━━━ Wybrany fragment ━━━
Tu należą się pewne wyjaśnienia, których z uwagi na intymność nie napisałem jeszcze. Otóż od jakiegoś czasu mam problem z nietrwałym wzwodem. Żona wiedziała o tym od początku ale nie przeszkadzało jej to. Stąd może pojawiło się to porównanie w korespondencji z tamtym jednak żona nie zdradziła mojego problemu i nie spotkała się z nim choć miałaby powód. Mimo niezaspokojenia seksualnego określiła nasz związek jako spełniający jej oczekiwania bo, jak sama stwierdziła, seks nie jest najważniejszy w życiu. Do tego stopniowo hamowała tamtego w jego propozycjach. Gdyby chciała zdradzić i pieprzyć się z gościem zrobiłaby to już dawno. Jednak nigdy się nie spotkali bo ma to, co dla nie ważniejsze.
Co wy teraz na to?
Dziękuje Milord zareagowałem bo kiedyś zakwestionowano użycie przeze mnie słowa "żałosny" też nie myślałem, że może to kogoś urazić tym bardziej w kontekście wypowiedzi ale go użyłem.
Darek gdy opisałeś swój problem powoli zaczynam rozumieć. Fakt ona mówi że jej nie przeszkadza ale MÓWI!!! Co myśli wie tylko ona.
━━━
### Zadanie 1
Użycie jakiego słowa zostało kiedyś zakwestionowane według powyższej dyskusji o małżeństwie?
### Zadanie 2
Napisz dalszy ciąg dyskusji o małżeństwie od miejsca, w którym się kończy.
━━━ Fragmenty zbioru danych ━━━
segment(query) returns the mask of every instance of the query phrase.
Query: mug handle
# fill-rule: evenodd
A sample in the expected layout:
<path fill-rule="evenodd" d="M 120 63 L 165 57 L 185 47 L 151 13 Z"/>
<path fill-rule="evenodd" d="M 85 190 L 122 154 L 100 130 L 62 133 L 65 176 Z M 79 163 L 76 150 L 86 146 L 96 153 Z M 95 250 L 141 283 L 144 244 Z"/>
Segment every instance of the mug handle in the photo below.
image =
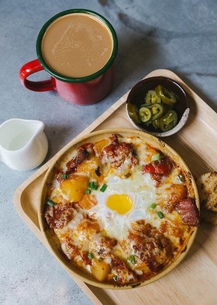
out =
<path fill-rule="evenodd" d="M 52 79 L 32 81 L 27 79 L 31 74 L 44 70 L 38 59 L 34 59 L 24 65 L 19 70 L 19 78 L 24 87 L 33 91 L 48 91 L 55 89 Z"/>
━━━
━━━ Fragmenty zbioru danych ━━━
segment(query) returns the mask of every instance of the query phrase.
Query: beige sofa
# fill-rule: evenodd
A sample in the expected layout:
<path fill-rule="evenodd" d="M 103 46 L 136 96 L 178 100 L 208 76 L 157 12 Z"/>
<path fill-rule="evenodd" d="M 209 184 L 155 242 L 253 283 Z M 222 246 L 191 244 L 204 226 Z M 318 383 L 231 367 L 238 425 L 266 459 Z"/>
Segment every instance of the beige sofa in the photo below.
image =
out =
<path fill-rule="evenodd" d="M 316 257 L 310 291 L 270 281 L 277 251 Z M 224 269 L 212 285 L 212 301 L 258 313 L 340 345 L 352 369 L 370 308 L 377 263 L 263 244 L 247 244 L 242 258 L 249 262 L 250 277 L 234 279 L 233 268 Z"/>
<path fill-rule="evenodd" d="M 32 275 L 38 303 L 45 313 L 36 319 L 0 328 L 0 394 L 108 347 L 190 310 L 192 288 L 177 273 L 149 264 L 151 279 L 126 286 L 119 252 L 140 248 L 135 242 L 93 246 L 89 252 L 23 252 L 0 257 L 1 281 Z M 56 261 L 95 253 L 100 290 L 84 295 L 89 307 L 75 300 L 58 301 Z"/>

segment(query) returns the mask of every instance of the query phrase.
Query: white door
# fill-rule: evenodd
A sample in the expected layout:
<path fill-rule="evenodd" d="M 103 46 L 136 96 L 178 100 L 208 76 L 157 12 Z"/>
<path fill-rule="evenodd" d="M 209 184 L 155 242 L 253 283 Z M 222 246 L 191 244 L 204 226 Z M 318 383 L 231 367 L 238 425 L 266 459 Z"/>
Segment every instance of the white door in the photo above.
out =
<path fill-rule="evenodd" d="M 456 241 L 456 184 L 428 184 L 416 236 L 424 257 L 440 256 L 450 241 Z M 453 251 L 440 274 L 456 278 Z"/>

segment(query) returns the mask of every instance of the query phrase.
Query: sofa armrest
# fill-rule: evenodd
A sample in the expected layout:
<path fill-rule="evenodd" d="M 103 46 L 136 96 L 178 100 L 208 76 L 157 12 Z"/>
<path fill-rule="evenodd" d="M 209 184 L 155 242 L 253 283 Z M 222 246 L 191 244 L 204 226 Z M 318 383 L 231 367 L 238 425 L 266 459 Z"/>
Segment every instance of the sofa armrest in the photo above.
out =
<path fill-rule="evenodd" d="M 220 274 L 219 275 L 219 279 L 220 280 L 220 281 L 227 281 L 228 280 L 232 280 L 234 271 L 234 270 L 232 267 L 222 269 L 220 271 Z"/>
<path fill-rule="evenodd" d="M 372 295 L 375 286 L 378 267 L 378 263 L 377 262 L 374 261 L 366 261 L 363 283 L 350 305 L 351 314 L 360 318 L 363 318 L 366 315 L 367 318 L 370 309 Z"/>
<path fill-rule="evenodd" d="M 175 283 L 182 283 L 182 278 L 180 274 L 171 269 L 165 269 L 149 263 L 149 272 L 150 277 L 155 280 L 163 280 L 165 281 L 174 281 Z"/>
━━━
━━━ Fragmenty zbioru danych ━━━
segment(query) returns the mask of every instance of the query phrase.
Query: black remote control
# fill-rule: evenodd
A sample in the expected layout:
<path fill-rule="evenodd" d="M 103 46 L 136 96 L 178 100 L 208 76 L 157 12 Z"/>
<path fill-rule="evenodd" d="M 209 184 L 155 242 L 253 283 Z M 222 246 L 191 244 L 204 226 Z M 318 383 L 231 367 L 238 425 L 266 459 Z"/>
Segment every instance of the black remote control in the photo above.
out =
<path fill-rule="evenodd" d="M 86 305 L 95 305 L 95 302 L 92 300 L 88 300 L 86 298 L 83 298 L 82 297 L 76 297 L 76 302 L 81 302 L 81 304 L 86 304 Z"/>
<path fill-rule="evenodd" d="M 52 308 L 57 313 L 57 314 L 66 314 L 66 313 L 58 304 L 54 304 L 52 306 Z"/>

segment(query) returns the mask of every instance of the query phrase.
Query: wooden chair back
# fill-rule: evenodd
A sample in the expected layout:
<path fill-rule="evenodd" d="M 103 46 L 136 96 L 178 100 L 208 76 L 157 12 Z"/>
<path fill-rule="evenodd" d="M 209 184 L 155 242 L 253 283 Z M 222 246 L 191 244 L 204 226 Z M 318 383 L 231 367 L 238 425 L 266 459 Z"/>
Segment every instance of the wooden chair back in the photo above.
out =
━━━
### Wynik końcowy 1
Zakwestionowano użycie słowa „żałosny”.

### Wynik końcowy 2
Moim zdaniem był to wstęp. Do niczego nie doszło i w to akurat wierzę jak również w to że miało do czegoś dojść. Trochę współczuję teraz kumple kolesia przesyłają sobie filmik Darek i Gosia w rolach głównych.
Chyba nie domyślasz się jak sieć potrafi być okrutna. Czy była to zdrada - osobiście - TAK. Zdradziła wasze intymne sprawy. Przesyłała swoje intymne (lekko powiedziane) zdjęcia kmiotowi.
Ale cóż czy Ciebie kocha - możliwe, czy czegoś jej brakuje - na pewno.
Piszesz że byliście idealną parą przeczytaj historie lekarzy też byli, kto z nas nie był? Jaki będzie finał zależy od was. Czy coś ją to nauczyło nie wiem nie znam kobiety. Czy było mądre i budujące. Sam sobie odpowiedz. Czy chciała gościa kopnąć po rozbudzeniu wyobraźni - na 100% nie.
Na wstępie uwaga techniczna.Jeżeli nie podasz wszystkich faktów to nie mamy szans na jakąkolwiek rzetelną ocenę.Bierz pod uwagę ,że tu nie ma psychologa i tak naprawdę opinie , które czytasz bazują na analizie już pewnie tysięcy przypadków.Jednak to tylko opinie osób , które Was nie znają , nie znają wszystkich uwarunkowań.
Macie kilka problemów przenikających się na różnych płaszczyznach.
Pierwszy ,doraźny i wydaje Ci się w tym momencie ,że najważniejszy.
W jakich kategoriach traktować korespondencję GG.
Zaakceptowałeś jej flirt GG , prawdopodobnie nieświadom tego w jakim kierunku się rozwija i jak daleko może zabrnąć.Dla niej to jak napisał lagos wcześniej było to jak oglądanie porno co próbowała przed Tobą ukryć stąd jej tłumaczenia o odegraniu się na gościu i jej reakcja gdy przeczytałeś archiwum GG.Ale jej intencją nie była zdrada fizyczna.
Wydaje mi się ,że potrzebujecie psychologa i seksuologa.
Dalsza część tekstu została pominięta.